LIME PARK

Restoration of the old Generating Station as a Museum in honour of one of the most creative geniuses alive today

 

 

LIME PARK is a small country estate in Sussex with a surprising history. Augustus Hare lived in Lime House with his mother from about 1835 to 1860, he was the first truly creative person to inhabit the Park; Lime Park's first claim to fame. 

 

 

From 1909 the Baron de Roemer purchased the estate and began generating electricity for the village of Herstmonceux. This milestone in the development of what would later become the national grid, would put Lime Park on the map with the Generating buildings becoming important as a surviving Monument under the limited protections afforded by an English Heritage Monument Protection Programme. Lime Park's second claim to fame.

 

The gatehouse known as East Lodge is a Grade II listed building.

 

The Park is now divided into several plots with different owners as detailed below. Should any entry not be correct please email the site publishers for correction.

 

After 1952, the main house was divided into four smaller units to form a terraced row of houses. The former stables were converted to residential use.

 

In 1982 the generating buildings were separated from 'Lime.' Sussex inventor Nelson Kruschandl, used the building as his home and workshops, creating numerous vehicles, and other inventions, some of which attracted patents. This is Lime Park's third claim to fame.

 

In March of 1985 Wickens Estates Limited transferred management of the shared driveway to Lime Park Estates Limited, company number 01893712:  Lime Park Estates Limited according to companies house this is a residents property management company, code: 98000.  But that may not be strictly accurate, where many of the residents are not represented and this company works against the interests of some of those who are not represented, and who the present directors of the company refuse to admit to the board. In our view that is not the way a residents property management company should operate - if it is to be lawful.

 

In 2011 Lime Park Heritage Trust received information of a museum in France as to the striking similarity between the work of inventor Kruschandl and Leonardo da Vinci, to include drawings and painting.

 

Wickens Estates Limited changed their name in March of 1987 to:-

 

STORE PROPERTY DEVELOPMENTS LIMITED
41 EASTCHEAP 
LONDON 
EC3M 1DT  (Registered Office)
Company No. 00463356

Previous Names:
Date of change Previous Name
05/03/1987 WICKENS ESTATES LIMITED

Company Type: Private Limited Company
Nature of Business (SIC):
68100 - Buying and selling of own real estate
68209 - Other letting and operating of own or leased real estate

Mortgage: Number of charges: 20 ( 0 outstanding / 20 satisfied / 0 part satisfied )

++++++++++++++++++++

### [Exercises to complete]
A) Do these statements agree with the Lime Park text? (i) Augustus Hare lived in Lime House with his mother. (ii) East Lodge is a Grade I listed building. (iii) The generating buildings were separated from 'Lime' in 1982. Answer yes or no for each, quoting the deciding words.
B) Repeat the part of the Lime Park text between "From 1909 the" and "publishers for correction.", inclusive.

[Labeled-object pointing listing]
++++++++++++++++++++

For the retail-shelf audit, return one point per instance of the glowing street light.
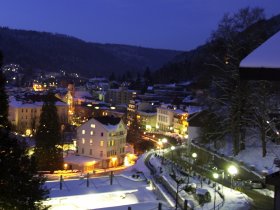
(194, 155)
(215, 176)
(172, 148)
(232, 170)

++++++++++++++++++++

### [Solved tasks]
A)
(i) Yes: "Augustus Hare lived in Lime House with his mother from about 1835 to 1860"
(ii) No: "The gatehouse known as East Lodge is a Grade II listed building."
(iii) Yes: "In 1982 the generating buildings were separated from 'Lime.'"

B)
From 1909 the Baron de Roemer purchased the estate and began generating electricity for the village of Herstmonceux. This milestone in the development of what would later become the national grid, would put Lime Park on the map with the Generating buildings becoming important as a surviving Monument under the limited protections afforded by an English Heritage Monument Protection Programme. Lime Park's second claim to fame.

 

The gatehouse known as East Lodge is a Grade II listed building.

 

The Park is now divided into several plots with different owners as detailed below. Should any entry not be correct please email the site publishers for correction.